__Passage given__.
Post 304:Making the best of the bank holiday


I think I probably ended up making the best of SW4 on Sunday despite the cold and the mud but it's difficult to describe without sounding like I'm seeking sympathy how hard these things actually are for me these days. When I first had this stroke I could manage 15 minutes in a wheelchair before fatiguing beyond the point of being able to speak and I still find sitting in my chair pretty tiring, so a festival like this is pretty terrifying mainly because it is cold, noisy and busy but staying at home would just be crap! The main reason it ended up feeling like a success and I was glad I went was getting to see some friends I rarely see and their very presence reminding me why we were and still are such good friends. First were Shaun, his wife Renae and Nessa.
Shaun and Nae are over from Melbourne and Nessa, as a clubbing friend, we don't really go to the same places these days (well no-one goes to the same places I go anymore because I can't really do much these days) plus leaving our 20s has meant different things. For me, it has meant crippledom, for her, it's been about running, keeping fit and maximising the use of that visa (bloody antips who come here for a year and end up staying ten).Also present were the legend that is Simon ( Shauns best mate when I met them years ago)
Looking at this picture reminds me just how cold it was! And their and my good friend the eponymous Jonnie Random who kindly came and met me and took me back to the place I was meeting my lift ( brilliantly handled by a local care agency called Karens Angels found for me by my counsellor). It may cost a bit but there's no way I could ask a friend to drive me to and from this. I already feel bad enough for the help they give me inside the event but no amount of thanking persuades them it's something they wouldn't do. I'm fortunate to know such selfless people. One of the things that had me laughing like it was ten years ago was Shaun dancing to headliners Pendulum.

__Problems to solve__.
• 1. From the festival post, copy verbatim the part that opens with the words containing "I think I probably" and closes with "Renae and Nessa.".
• 2. In the festival post, which act is named as the headliners?

__Data records__.
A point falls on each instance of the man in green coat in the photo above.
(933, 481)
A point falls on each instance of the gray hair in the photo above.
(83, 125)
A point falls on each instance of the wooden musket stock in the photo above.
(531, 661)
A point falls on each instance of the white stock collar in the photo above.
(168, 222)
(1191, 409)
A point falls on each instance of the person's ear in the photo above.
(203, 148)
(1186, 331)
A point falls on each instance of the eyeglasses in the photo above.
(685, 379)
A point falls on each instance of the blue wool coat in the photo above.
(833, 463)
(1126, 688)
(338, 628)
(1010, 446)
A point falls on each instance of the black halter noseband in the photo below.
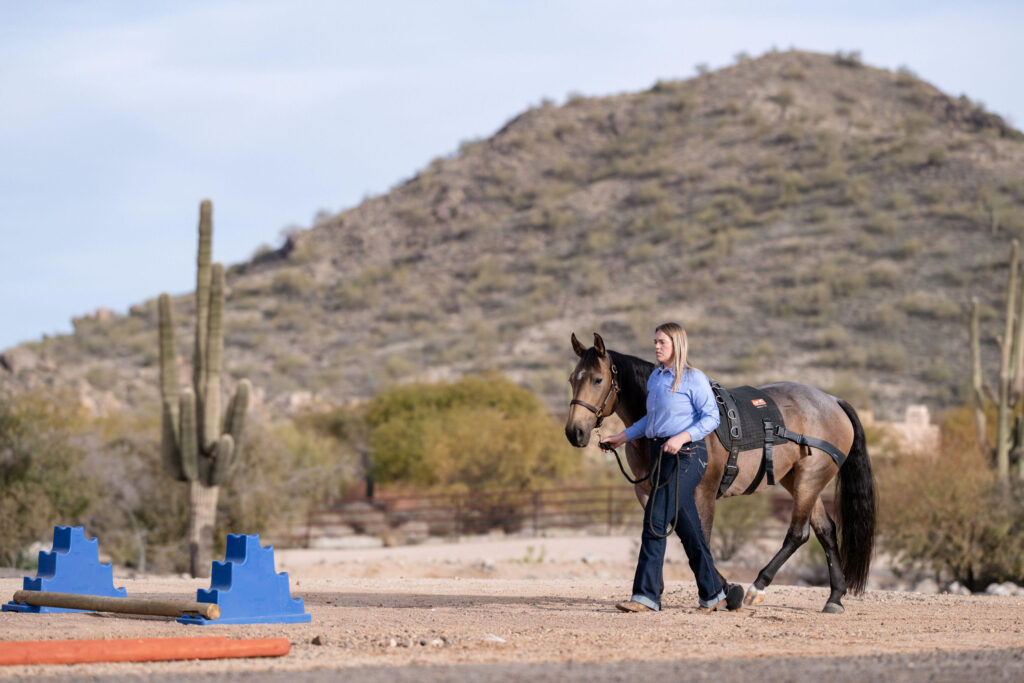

__Answers in order__.
• 1.
I think I probably ended up making the best of SW4 on Sunday despite the cold and the mud but it's difficult to describe without sounding like I'm seeking sympathy how hard these things actually are for me these days. When I first had this stroke I could manage 15 minutes in a wheelchair before fatiguing beyond the point of being able to speak and I still find sitting in my chair pretty tiring, so a festival like this is pretty terrifying mainly because it is cold, noisy and busy but staying at home would just be crap! The main reason it ended up feeling like a success and I was glad I went was getting to see some friends I rarely see and their very presence reminding me why we were and still are such good friends. First were Shaun, his wife Renae and Nessa.

• 2. Pendulum